Work to complete
An exact copy of the data is required; the images should not appear in it.

-=-=-

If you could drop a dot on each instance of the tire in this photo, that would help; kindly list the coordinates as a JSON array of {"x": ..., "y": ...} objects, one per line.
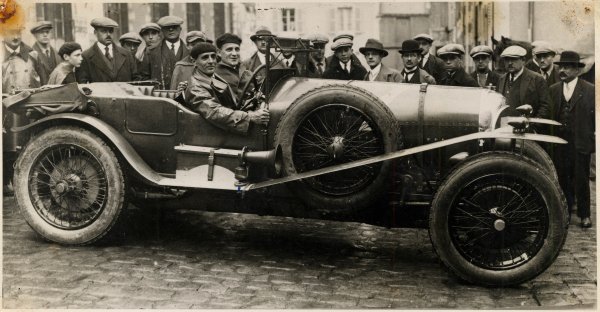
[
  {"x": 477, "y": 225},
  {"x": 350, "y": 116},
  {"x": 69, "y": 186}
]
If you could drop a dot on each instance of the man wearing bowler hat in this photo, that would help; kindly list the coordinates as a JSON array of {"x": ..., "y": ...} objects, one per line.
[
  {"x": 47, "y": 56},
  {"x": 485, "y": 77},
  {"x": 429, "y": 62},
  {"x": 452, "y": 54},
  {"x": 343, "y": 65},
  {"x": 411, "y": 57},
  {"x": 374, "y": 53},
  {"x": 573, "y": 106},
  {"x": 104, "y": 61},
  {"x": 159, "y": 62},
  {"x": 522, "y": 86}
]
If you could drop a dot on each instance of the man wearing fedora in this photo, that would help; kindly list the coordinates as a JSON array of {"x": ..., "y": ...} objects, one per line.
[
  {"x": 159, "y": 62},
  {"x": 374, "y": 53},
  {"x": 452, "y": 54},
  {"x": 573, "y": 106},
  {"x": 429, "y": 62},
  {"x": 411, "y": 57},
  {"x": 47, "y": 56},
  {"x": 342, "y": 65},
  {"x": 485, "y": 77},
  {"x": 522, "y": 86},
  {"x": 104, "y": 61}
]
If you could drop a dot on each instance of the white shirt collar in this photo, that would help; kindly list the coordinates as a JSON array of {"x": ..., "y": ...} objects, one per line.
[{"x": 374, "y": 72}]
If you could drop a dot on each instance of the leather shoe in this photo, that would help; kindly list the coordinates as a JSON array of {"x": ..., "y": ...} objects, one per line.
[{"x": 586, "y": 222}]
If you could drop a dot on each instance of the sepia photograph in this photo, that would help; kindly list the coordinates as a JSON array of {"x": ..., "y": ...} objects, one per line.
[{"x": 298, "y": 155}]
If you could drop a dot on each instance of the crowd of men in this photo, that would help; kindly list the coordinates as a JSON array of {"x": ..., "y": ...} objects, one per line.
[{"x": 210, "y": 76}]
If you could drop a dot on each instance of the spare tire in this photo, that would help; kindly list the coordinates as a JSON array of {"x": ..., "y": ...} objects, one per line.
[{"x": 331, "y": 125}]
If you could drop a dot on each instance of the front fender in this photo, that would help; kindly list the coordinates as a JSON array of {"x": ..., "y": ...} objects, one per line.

-=-=-

Written reply
If you could drop a dot on each instance of the tire in this photo, that would help; kindly list the coordinates as a JSON array of {"x": ..., "y": ...} objects, one per line.
[
  {"x": 477, "y": 225},
  {"x": 350, "y": 116},
  {"x": 69, "y": 186}
]
If you could drop a dot on each instance of the man wearing bowler hat in this photo, that would help; kindly list the coordinates as a JSON array of {"x": ..., "y": ...} objects, one per line.
[
  {"x": 47, "y": 56},
  {"x": 485, "y": 77},
  {"x": 429, "y": 62},
  {"x": 452, "y": 54},
  {"x": 343, "y": 65},
  {"x": 411, "y": 57},
  {"x": 374, "y": 53},
  {"x": 573, "y": 106},
  {"x": 104, "y": 61},
  {"x": 159, "y": 62},
  {"x": 522, "y": 86}
]
If you could drop a dot on each instance of the man wearing fedora in this photo, that would help; kindly list the coordinates as a JSON array of {"x": ..., "y": ...} objects, one per line.
[
  {"x": 159, "y": 62},
  {"x": 374, "y": 53},
  {"x": 452, "y": 54},
  {"x": 573, "y": 106},
  {"x": 429, "y": 62},
  {"x": 411, "y": 57},
  {"x": 47, "y": 56},
  {"x": 342, "y": 65},
  {"x": 485, "y": 77},
  {"x": 522, "y": 86},
  {"x": 104, "y": 61}
]
If you could drop a dot on each instance of the white shirt collar in this photo, that would help; kindly list the coordinates as a JSON array of {"x": ..., "y": ...} objects, one per line.
[{"x": 374, "y": 72}]
If you could drop a dot on each instance of the leather shoe in this photo, that would help; kindly list the coordinates as a JSON array of {"x": ..., "y": ...} objects, one per line.
[{"x": 586, "y": 222}]
If you could drop a dot on each instance of the sepia photograph in this photo, that would help; kindly list the coordinates as a JSON array of {"x": ..., "y": ...} objects, one per line.
[{"x": 298, "y": 155}]
If you could drop a dot on each instance of the crowd of men in this photo, that would help; kindly list the coordinates as a JSON array of {"x": ..., "y": ...} objects, one per line.
[{"x": 210, "y": 76}]
If you could drop a dot on each instance of the spare tire in this photo, that would help; kindly list the coordinates as a JSON array of {"x": ..., "y": ...} objects, one per line.
[{"x": 331, "y": 125}]
If you could drop a dot on each instance of the front fender in this photo, that would help; kindly list the coordinates as a JSON array of {"x": ..., "y": ...} objects, one per line.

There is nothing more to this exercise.